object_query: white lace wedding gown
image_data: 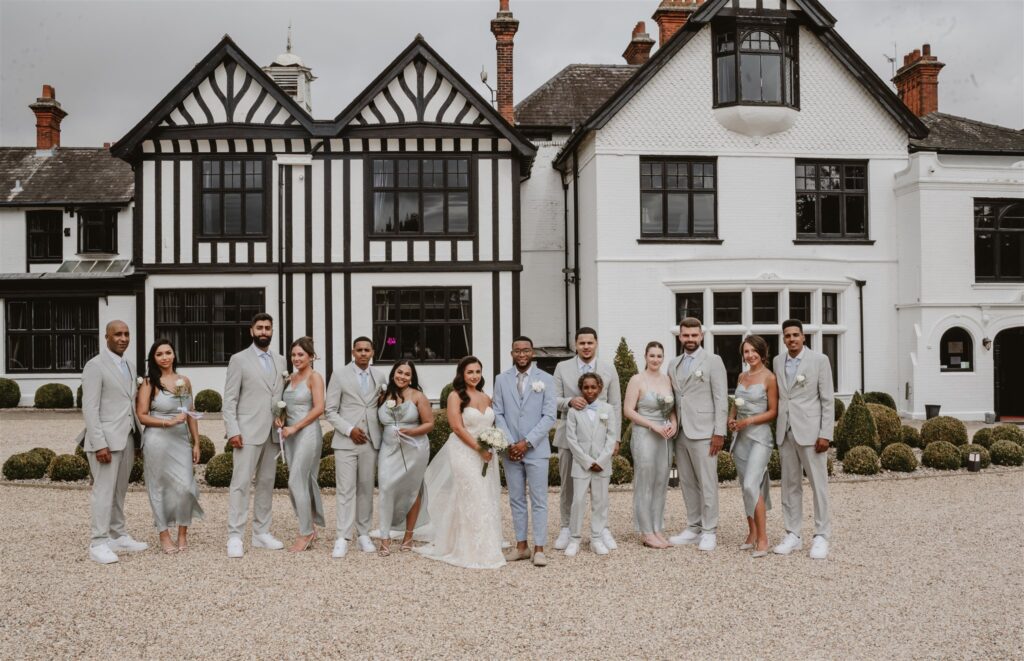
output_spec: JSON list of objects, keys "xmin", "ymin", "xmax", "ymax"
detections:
[{"xmin": 416, "ymin": 406, "xmax": 505, "ymax": 569}]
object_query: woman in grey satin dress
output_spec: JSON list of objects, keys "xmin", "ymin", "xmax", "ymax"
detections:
[
  {"xmin": 377, "ymin": 360, "xmax": 434, "ymax": 558},
  {"xmin": 729, "ymin": 336, "xmax": 778, "ymax": 558},
  {"xmin": 135, "ymin": 339, "xmax": 203, "ymax": 554},
  {"xmin": 274, "ymin": 338, "xmax": 325, "ymax": 554},
  {"xmin": 623, "ymin": 342, "xmax": 677, "ymax": 548}
]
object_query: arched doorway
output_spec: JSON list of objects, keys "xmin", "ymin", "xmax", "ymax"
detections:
[{"xmin": 992, "ymin": 326, "xmax": 1024, "ymax": 421}]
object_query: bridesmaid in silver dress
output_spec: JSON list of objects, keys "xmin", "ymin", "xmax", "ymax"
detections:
[
  {"xmin": 274, "ymin": 338, "xmax": 325, "ymax": 554},
  {"xmin": 377, "ymin": 360, "xmax": 434, "ymax": 558},
  {"xmin": 729, "ymin": 336, "xmax": 778, "ymax": 558},
  {"xmin": 135, "ymin": 339, "xmax": 203, "ymax": 554},
  {"xmin": 623, "ymin": 342, "xmax": 677, "ymax": 548}
]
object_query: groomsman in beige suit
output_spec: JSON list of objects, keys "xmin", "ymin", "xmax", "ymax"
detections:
[
  {"xmin": 327, "ymin": 337, "xmax": 387, "ymax": 558},
  {"xmin": 774, "ymin": 319, "xmax": 835, "ymax": 560},
  {"xmin": 223, "ymin": 312, "xmax": 288, "ymax": 558},
  {"xmin": 552, "ymin": 326, "xmax": 623, "ymax": 550},
  {"xmin": 82, "ymin": 319, "xmax": 150, "ymax": 565},
  {"xmin": 669, "ymin": 317, "xmax": 729, "ymax": 552}
]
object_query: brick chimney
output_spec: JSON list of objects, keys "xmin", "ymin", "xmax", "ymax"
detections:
[
  {"xmin": 29, "ymin": 85, "xmax": 68, "ymax": 151},
  {"xmin": 490, "ymin": 0, "xmax": 519, "ymax": 124},
  {"xmin": 893, "ymin": 44, "xmax": 945, "ymax": 117},
  {"xmin": 651, "ymin": 0, "xmax": 703, "ymax": 48},
  {"xmin": 623, "ymin": 20, "xmax": 654, "ymax": 64}
]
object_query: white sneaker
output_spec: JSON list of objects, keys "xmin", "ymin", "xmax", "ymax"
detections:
[
  {"xmin": 669, "ymin": 530, "xmax": 700, "ymax": 546},
  {"xmin": 106, "ymin": 535, "xmax": 150, "ymax": 554},
  {"xmin": 253, "ymin": 532, "xmax": 285, "ymax": 550},
  {"xmin": 89, "ymin": 542, "xmax": 118, "ymax": 565},
  {"xmin": 772, "ymin": 532, "xmax": 804, "ymax": 556},
  {"xmin": 355, "ymin": 535, "xmax": 377, "ymax": 554},
  {"xmin": 555, "ymin": 528, "xmax": 572, "ymax": 550}
]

------------------------------------------------------------------------

• [Directions for this task]: Starting at the line that contains "object_query: brick chimney", quote each remaining line of the entries above, unchanged.

• [Solution]:
object_query: brick chimney
output_spec: JSON list of objects, keys "xmin", "ymin", "xmax", "ymax"
detections:
[
  {"xmin": 29, "ymin": 85, "xmax": 68, "ymax": 151},
  {"xmin": 490, "ymin": 0, "xmax": 519, "ymax": 124},
  {"xmin": 893, "ymin": 44, "xmax": 945, "ymax": 117},
  {"xmin": 651, "ymin": 0, "xmax": 703, "ymax": 48},
  {"xmin": 623, "ymin": 20, "xmax": 654, "ymax": 64}
]
object_query: white sneaker
output_spec: JSON list of objects, keys "xmin", "ymin", "xmax", "ymax"
detections:
[
  {"xmin": 669, "ymin": 530, "xmax": 700, "ymax": 546},
  {"xmin": 106, "ymin": 535, "xmax": 150, "ymax": 554},
  {"xmin": 253, "ymin": 532, "xmax": 285, "ymax": 550},
  {"xmin": 89, "ymin": 542, "xmax": 118, "ymax": 565},
  {"xmin": 772, "ymin": 532, "xmax": 804, "ymax": 556},
  {"xmin": 355, "ymin": 535, "xmax": 377, "ymax": 554},
  {"xmin": 555, "ymin": 528, "xmax": 572, "ymax": 550}
]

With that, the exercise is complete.